-- Source text follows --

GoDoc GoReportCard codecov

The Go implementation of gRPC: A high performance, open source, general RPC framework that puts mobile and HTTP/2 first. For more information see the Go gRPC docs, or jump directly into the quick start.

Prerequisites

Installation

Simply add the following import to your code, and then go [build|run|test] will automatically fetch the necessary dependencies:

import "google.golang.org/grpc"

Note: If you are trying to access grpc-go from China, see the FAQ below.

Learn more

FAQ

I/O Timeout Errors

The golang.org domain may be blocked from some countries. go get usually produces an error like the following when this happens:

$ go get -u google.golang.org/grpc
package google.golang.org/grpc: unrecognized import path "google.golang.org/grpc" (https fetch: Get https://google.golang.org/grpc?go-get=1: dial tcp 216.239.37.1:443: i/o timeout)

To build Go code, there are several options:

  • Set up a VPN and access google.golang.org through that.

  • With Go module support: it is possible to use the replace feature of go mod to create aliases for golang.org packages. In your project's directory:

    go mod edit -replace=google.golang.org/grpc=github.com/grpc/grpc-go@latest
    go mod tidy
    go mod vendor
    go build -mod=vendor
    

    Again, this will need to be done for all transitive dependencies hosted on golang.org as well. For details, refer to golang/go issue #28652.

-- Source text concluded --
-- Listed records follows --

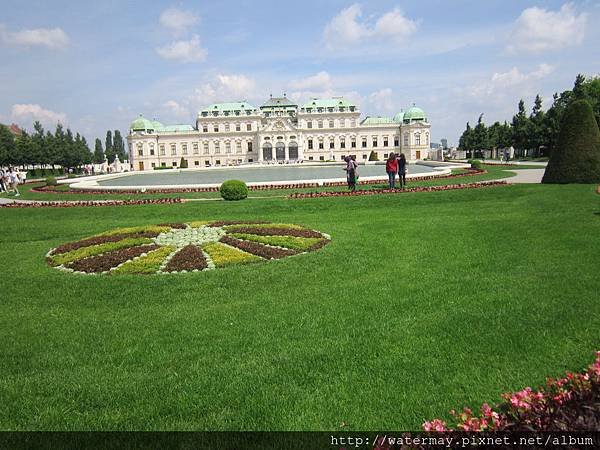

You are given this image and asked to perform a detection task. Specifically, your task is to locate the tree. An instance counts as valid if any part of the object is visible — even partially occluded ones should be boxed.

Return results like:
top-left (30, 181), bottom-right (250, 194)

top-left (542, 100), bottom-right (600, 183)
top-left (113, 130), bottom-right (127, 162)
top-left (0, 125), bottom-right (15, 166)
top-left (104, 130), bottom-right (117, 164)
top-left (93, 138), bottom-right (105, 164)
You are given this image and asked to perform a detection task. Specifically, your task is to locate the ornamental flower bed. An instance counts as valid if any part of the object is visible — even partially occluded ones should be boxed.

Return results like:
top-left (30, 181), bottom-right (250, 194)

top-left (0, 198), bottom-right (182, 208)
top-left (288, 180), bottom-right (507, 198)
top-left (46, 220), bottom-right (330, 275)
top-left (423, 351), bottom-right (600, 432)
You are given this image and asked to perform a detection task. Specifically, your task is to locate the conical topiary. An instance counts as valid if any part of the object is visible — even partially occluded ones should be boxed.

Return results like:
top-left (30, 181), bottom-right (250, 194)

top-left (542, 100), bottom-right (600, 183)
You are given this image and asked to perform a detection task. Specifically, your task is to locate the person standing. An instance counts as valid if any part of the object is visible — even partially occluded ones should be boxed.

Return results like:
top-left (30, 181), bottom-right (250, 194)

top-left (385, 152), bottom-right (398, 189)
top-left (398, 153), bottom-right (408, 189)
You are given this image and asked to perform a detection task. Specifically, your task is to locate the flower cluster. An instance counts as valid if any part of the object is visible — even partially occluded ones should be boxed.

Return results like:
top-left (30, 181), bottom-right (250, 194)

top-left (288, 180), bottom-right (507, 198)
top-left (46, 220), bottom-right (330, 275)
top-left (423, 351), bottom-right (600, 431)
top-left (0, 198), bottom-right (181, 208)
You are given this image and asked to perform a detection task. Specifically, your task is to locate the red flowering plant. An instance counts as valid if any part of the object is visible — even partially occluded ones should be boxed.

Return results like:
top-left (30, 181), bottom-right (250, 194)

top-left (423, 351), bottom-right (600, 432)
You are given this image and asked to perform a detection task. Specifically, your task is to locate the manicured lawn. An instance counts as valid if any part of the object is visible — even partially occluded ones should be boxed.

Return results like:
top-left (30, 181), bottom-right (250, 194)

top-left (0, 185), bottom-right (600, 430)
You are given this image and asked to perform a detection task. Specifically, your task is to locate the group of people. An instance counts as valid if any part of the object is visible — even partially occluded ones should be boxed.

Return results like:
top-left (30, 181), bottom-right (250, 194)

top-left (385, 152), bottom-right (408, 189)
top-left (0, 167), bottom-right (25, 197)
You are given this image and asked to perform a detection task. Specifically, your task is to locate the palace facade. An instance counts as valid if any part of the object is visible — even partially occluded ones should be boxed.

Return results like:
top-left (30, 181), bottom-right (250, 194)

top-left (127, 95), bottom-right (431, 171)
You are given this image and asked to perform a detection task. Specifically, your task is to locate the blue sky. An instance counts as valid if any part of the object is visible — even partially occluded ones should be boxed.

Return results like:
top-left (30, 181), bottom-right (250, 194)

top-left (0, 0), bottom-right (600, 143)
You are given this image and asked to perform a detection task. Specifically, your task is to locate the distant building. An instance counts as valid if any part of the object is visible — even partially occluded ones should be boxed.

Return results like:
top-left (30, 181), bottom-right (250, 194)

top-left (127, 94), bottom-right (431, 171)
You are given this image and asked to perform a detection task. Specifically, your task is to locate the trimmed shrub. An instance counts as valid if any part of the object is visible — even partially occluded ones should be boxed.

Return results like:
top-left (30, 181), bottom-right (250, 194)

top-left (219, 180), bottom-right (248, 200)
top-left (542, 100), bottom-right (600, 183)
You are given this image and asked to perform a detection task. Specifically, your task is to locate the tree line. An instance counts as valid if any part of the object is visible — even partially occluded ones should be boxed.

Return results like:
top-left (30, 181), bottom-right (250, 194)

top-left (0, 121), bottom-right (128, 169)
top-left (458, 74), bottom-right (600, 157)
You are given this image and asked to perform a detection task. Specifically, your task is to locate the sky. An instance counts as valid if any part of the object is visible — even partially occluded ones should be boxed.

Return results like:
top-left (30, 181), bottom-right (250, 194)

top-left (0, 0), bottom-right (600, 144)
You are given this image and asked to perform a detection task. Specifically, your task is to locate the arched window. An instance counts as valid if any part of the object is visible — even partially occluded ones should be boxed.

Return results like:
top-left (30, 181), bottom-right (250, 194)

top-left (275, 141), bottom-right (285, 161)
top-left (288, 141), bottom-right (298, 160)
top-left (263, 142), bottom-right (273, 161)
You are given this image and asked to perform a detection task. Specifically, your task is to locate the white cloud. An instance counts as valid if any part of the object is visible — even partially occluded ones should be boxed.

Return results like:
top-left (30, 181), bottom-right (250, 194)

top-left (159, 8), bottom-right (199, 36)
top-left (163, 100), bottom-right (190, 117)
top-left (11, 103), bottom-right (67, 126)
top-left (156, 35), bottom-right (207, 63)
top-left (323, 3), bottom-right (418, 50)
top-left (193, 74), bottom-right (260, 106)
top-left (0, 25), bottom-right (69, 50)
top-left (290, 71), bottom-right (331, 90)
top-left (506, 3), bottom-right (587, 53)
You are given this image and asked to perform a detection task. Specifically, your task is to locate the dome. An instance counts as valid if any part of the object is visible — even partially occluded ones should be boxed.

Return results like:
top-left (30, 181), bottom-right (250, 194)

top-left (129, 114), bottom-right (155, 131)
top-left (403, 105), bottom-right (427, 122)
top-left (393, 111), bottom-right (404, 123)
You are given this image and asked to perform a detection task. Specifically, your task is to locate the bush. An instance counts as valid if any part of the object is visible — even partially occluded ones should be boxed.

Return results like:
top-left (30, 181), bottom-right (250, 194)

top-left (468, 159), bottom-right (483, 170)
top-left (542, 100), bottom-right (600, 183)
top-left (219, 180), bottom-right (248, 200)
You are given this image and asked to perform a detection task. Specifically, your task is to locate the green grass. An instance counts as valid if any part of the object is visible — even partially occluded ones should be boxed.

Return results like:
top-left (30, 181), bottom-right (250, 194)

top-left (0, 180), bottom-right (600, 430)
top-left (0, 165), bottom-right (540, 200)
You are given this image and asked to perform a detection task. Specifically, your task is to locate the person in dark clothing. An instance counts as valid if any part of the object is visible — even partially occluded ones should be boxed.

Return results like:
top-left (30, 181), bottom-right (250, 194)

top-left (397, 153), bottom-right (408, 189)
top-left (385, 152), bottom-right (398, 189)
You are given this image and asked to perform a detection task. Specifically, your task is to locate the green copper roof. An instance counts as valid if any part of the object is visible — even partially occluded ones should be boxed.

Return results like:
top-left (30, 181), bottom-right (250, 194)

top-left (201, 102), bottom-right (256, 112)
top-left (129, 114), bottom-right (155, 131)
top-left (360, 116), bottom-right (396, 125)
top-left (403, 105), bottom-right (427, 122)
top-left (302, 97), bottom-right (356, 108)
top-left (156, 124), bottom-right (194, 133)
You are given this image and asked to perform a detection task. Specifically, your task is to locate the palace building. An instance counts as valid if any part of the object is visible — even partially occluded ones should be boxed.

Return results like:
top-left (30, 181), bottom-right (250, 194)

top-left (127, 94), bottom-right (431, 171)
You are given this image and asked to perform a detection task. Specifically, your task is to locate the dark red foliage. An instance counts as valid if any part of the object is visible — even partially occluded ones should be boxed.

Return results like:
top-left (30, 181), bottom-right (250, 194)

top-left (220, 236), bottom-right (298, 259)
top-left (164, 244), bottom-right (208, 272)
top-left (52, 231), bottom-right (159, 255)
top-left (66, 244), bottom-right (159, 273)
top-left (231, 227), bottom-right (323, 238)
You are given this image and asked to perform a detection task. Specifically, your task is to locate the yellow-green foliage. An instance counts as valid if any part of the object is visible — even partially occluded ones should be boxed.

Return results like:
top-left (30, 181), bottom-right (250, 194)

top-left (202, 242), bottom-right (262, 267)
top-left (112, 246), bottom-right (175, 274)
top-left (231, 233), bottom-right (322, 250)
top-left (186, 220), bottom-right (209, 228)
top-left (50, 238), bottom-right (152, 266)
top-left (96, 225), bottom-right (171, 236)
top-left (223, 223), bottom-right (306, 231)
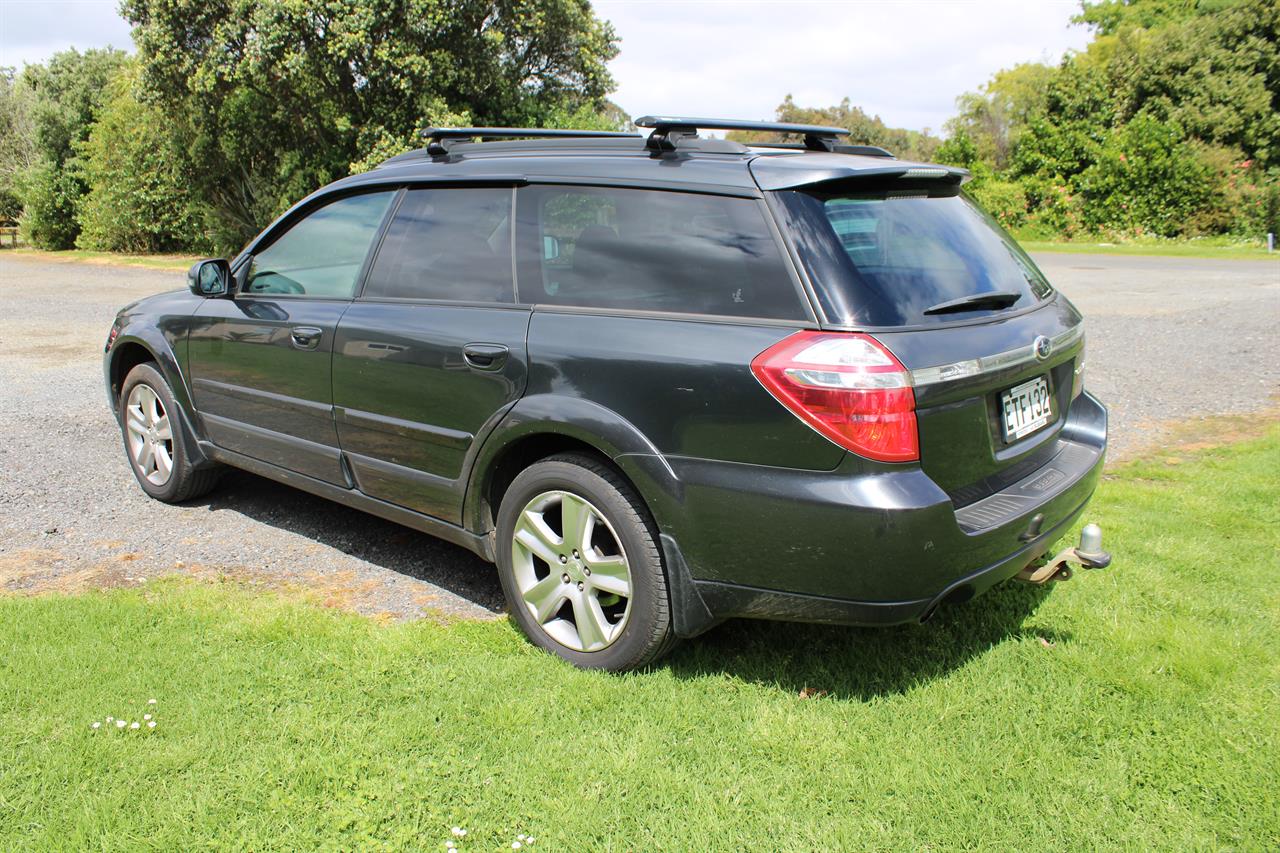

-- Listed records concluded --

Your tasks:
a) According to the gRPC text, what does the Go implementation of gRPC put first?
b) Translate this sentence from the gRPC text into Spanish: "The golang.org domain may be blocked from some countries."

Solution list:
a) Mobile and HTTP/2.

b) El dominio golang.org puede estar bloqueado desde algunos países.